__PROVIDED RECORDS__.

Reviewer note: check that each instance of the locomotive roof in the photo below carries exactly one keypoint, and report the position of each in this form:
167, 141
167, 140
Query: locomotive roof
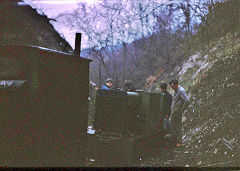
43, 49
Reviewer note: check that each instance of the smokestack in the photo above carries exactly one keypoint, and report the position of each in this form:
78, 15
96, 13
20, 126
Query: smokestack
77, 49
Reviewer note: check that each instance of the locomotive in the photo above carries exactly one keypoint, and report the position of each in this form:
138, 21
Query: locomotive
44, 107
127, 126
44, 113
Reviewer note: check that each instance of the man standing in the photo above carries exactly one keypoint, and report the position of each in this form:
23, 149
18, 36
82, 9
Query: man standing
179, 104
166, 102
108, 85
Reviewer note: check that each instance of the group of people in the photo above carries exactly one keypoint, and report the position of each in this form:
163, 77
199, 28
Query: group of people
172, 107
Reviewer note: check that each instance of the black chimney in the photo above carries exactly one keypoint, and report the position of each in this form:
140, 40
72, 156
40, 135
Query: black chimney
77, 49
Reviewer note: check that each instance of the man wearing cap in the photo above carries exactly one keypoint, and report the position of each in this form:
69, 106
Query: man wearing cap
166, 102
179, 104
108, 85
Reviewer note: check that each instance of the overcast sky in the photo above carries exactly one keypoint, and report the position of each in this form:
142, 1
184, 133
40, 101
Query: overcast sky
53, 8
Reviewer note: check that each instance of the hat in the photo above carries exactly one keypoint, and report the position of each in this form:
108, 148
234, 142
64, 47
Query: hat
109, 80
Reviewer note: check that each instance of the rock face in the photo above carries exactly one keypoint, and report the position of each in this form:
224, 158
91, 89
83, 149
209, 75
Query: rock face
22, 25
211, 125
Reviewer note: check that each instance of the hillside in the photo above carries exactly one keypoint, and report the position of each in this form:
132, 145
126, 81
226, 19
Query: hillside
211, 123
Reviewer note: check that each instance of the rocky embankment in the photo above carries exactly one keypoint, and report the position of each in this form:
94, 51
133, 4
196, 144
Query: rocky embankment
211, 124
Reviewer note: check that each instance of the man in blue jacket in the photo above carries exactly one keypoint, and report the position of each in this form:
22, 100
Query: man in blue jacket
180, 102
108, 85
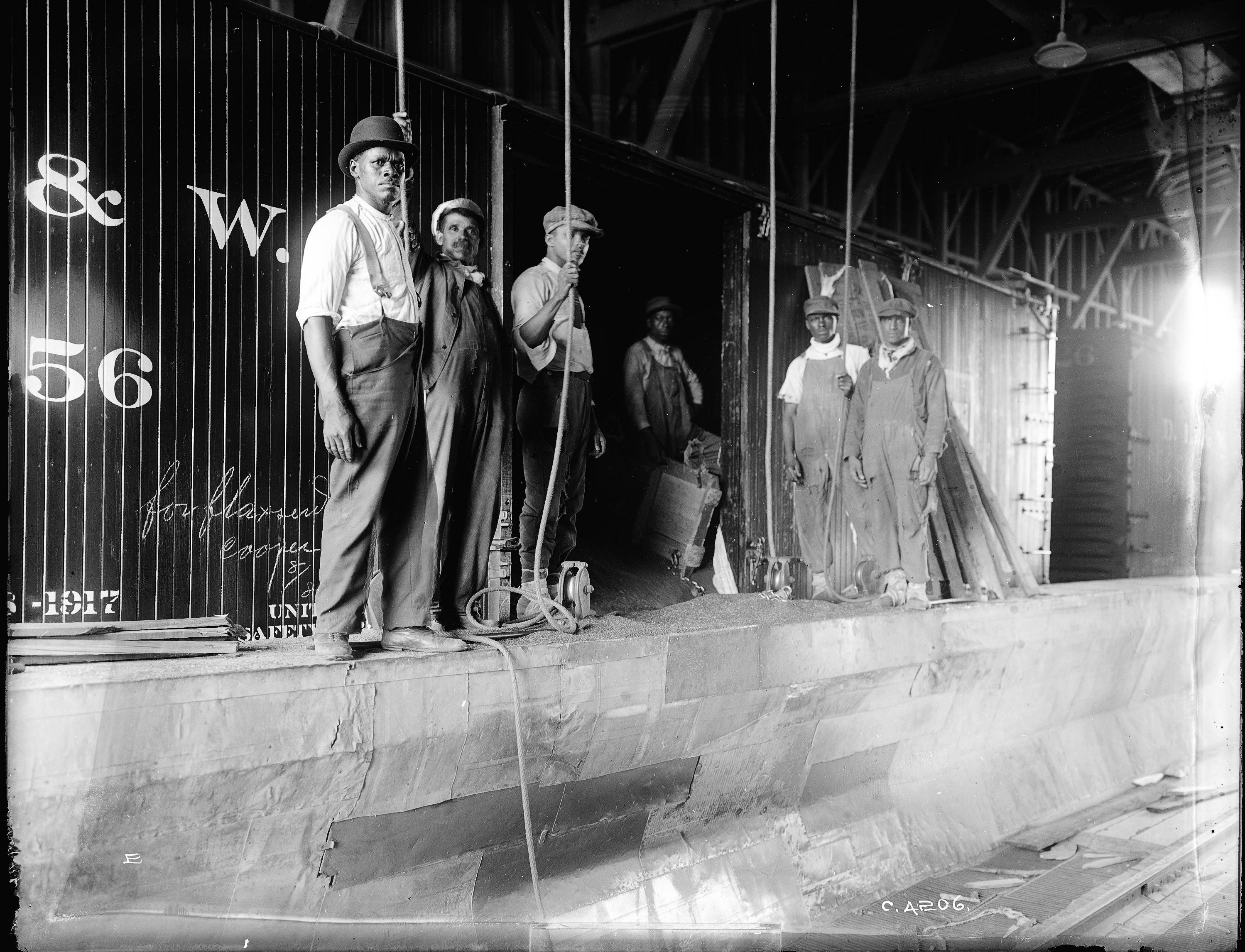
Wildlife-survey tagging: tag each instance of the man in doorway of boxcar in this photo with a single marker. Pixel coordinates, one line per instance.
(664, 395)
(548, 338)
(458, 488)
(816, 397)
(896, 436)
(361, 333)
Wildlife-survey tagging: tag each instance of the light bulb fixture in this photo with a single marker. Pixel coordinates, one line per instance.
(1061, 54)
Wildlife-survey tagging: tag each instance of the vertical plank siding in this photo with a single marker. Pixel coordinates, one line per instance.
(166, 166)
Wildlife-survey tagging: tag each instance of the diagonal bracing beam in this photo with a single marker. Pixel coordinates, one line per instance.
(683, 81)
(1022, 195)
(1100, 275)
(343, 17)
(885, 149)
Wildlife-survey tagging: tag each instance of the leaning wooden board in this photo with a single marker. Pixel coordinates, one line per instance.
(215, 627)
(24, 648)
(1042, 838)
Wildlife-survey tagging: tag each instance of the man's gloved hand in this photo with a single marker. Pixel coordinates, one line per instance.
(795, 471)
(568, 278)
(343, 433)
(924, 468)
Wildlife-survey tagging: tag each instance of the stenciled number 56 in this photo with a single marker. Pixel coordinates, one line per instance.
(75, 385)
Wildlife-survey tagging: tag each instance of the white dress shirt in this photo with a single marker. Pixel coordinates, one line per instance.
(335, 280)
(531, 291)
(855, 357)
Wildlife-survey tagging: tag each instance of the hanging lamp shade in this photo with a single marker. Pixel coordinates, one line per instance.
(1061, 54)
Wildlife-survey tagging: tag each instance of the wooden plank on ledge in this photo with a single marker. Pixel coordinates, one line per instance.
(216, 627)
(24, 648)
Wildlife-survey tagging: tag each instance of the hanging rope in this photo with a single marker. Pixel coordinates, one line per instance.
(400, 44)
(774, 262)
(848, 217)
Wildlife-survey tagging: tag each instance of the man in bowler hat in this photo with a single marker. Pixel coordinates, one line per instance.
(361, 333)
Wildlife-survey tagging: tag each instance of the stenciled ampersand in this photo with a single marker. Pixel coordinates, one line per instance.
(37, 192)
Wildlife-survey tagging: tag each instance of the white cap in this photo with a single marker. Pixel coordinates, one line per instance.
(453, 205)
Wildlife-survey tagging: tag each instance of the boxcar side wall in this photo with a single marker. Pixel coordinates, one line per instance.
(167, 164)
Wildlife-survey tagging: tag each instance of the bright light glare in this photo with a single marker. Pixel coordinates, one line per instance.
(1209, 336)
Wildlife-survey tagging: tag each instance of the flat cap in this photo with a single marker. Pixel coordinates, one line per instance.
(821, 305)
(457, 205)
(897, 308)
(662, 303)
(581, 220)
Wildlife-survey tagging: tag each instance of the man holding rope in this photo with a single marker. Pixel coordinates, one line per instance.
(816, 397)
(547, 336)
(896, 436)
(361, 331)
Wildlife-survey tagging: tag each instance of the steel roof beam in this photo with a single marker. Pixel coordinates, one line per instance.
(637, 18)
(1106, 46)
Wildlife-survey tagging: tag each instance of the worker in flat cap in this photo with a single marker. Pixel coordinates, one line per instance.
(458, 485)
(816, 397)
(664, 395)
(547, 339)
(897, 433)
(361, 333)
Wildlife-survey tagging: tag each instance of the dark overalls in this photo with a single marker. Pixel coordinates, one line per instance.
(458, 485)
(820, 415)
(373, 493)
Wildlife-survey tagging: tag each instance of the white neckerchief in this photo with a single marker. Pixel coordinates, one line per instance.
(470, 272)
(660, 351)
(890, 356)
(825, 351)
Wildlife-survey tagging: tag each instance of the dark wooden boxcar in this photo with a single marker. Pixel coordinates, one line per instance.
(166, 164)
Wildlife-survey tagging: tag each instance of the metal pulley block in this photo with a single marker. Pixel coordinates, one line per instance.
(576, 589)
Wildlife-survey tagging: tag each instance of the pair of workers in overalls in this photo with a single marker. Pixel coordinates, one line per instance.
(875, 426)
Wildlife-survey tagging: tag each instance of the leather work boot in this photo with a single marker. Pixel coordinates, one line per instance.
(420, 640)
(897, 589)
(917, 598)
(333, 645)
(529, 603)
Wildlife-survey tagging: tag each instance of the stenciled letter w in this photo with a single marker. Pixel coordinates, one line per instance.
(242, 217)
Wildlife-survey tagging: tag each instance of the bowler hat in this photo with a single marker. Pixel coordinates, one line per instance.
(897, 308)
(371, 132)
(581, 220)
(662, 303)
(821, 305)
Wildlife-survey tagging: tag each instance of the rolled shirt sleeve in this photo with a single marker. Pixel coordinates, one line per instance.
(528, 295)
(328, 257)
(935, 409)
(794, 386)
(634, 367)
(694, 384)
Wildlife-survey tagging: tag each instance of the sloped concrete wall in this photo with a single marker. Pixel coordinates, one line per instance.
(837, 761)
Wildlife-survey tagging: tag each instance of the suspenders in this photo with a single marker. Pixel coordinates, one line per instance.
(374, 260)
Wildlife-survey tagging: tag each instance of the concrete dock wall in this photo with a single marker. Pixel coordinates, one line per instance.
(770, 773)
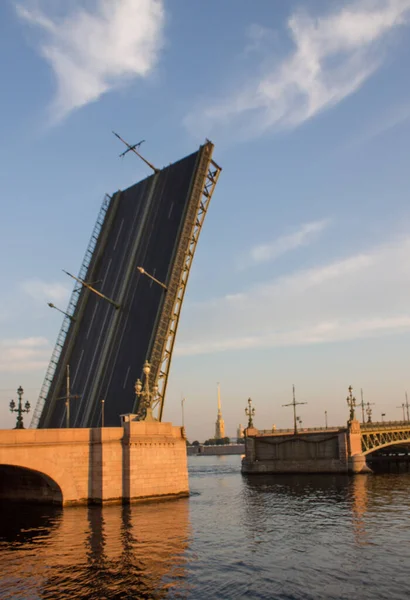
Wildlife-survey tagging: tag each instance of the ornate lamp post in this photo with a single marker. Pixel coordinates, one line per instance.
(147, 397)
(19, 410)
(369, 413)
(351, 402)
(250, 412)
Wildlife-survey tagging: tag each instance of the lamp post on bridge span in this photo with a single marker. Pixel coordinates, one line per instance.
(351, 402)
(369, 413)
(403, 406)
(294, 404)
(19, 410)
(250, 412)
(146, 395)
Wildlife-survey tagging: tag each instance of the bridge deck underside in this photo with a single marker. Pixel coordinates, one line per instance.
(106, 347)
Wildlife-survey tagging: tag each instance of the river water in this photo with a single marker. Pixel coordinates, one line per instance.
(288, 537)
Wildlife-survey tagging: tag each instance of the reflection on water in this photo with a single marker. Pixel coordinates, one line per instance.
(115, 552)
(296, 537)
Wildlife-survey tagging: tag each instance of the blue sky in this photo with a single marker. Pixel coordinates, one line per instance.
(302, 273)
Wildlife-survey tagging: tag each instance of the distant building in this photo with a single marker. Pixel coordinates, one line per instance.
(220, 423)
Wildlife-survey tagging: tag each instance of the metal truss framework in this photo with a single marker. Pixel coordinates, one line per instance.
(203, 188)
(376, 437)
(69, 313)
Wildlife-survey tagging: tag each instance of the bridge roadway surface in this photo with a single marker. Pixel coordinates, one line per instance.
(107, 368)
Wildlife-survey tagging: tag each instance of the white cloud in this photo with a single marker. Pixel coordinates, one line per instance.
(94, 52)
(333, 56)
(22, 355)
(360, 296)
(42, 291)
(306, 234)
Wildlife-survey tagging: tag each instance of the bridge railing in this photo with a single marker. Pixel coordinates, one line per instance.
(385, 425)
(300, 430)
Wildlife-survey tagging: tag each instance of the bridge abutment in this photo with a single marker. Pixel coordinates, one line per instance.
(138, 461)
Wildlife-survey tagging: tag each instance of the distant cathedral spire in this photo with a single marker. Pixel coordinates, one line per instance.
(220, 424)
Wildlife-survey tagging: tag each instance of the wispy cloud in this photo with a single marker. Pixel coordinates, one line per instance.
(94, 52)
(43, 291)
(22, 355)
(303, 236)
(362, 295)
(334, 54)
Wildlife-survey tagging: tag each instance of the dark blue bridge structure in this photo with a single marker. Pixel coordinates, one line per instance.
(128, 317)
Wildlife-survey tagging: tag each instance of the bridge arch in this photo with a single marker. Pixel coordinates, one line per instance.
(25, 485)
(34, 480)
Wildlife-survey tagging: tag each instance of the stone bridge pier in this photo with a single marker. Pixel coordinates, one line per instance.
(138, 461)
(332, 450)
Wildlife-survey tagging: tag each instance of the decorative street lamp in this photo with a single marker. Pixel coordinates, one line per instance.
(146, 396)
(250, 412)
(351, 402)
(369, 413)
(19, 410)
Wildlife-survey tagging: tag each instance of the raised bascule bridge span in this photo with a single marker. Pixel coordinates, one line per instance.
(127, 300)
(97, 433)
(321, 450)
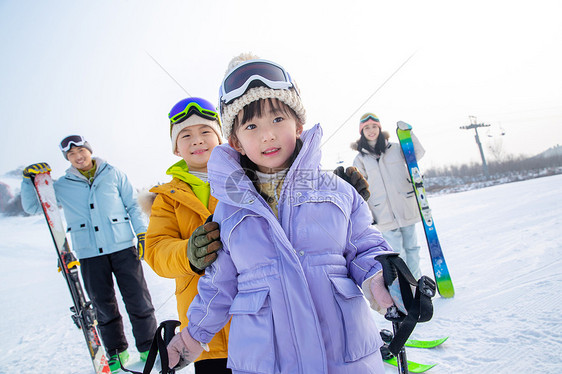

__DESCRIPTION OF THE TASK__. Return verbatim every line from the one holding "Wildlife-survey tagging: tag each instance of the raised" to the end of the records above. Do not copy the pictures.

__RESPONSE BOX__.
Wildlife-survey tagging: tag each instance of the raised bascule bridge span in this photo with a single marker. Pixel coordinates, one line per instance.
(127, 300)
(97, 433)
(321, 450)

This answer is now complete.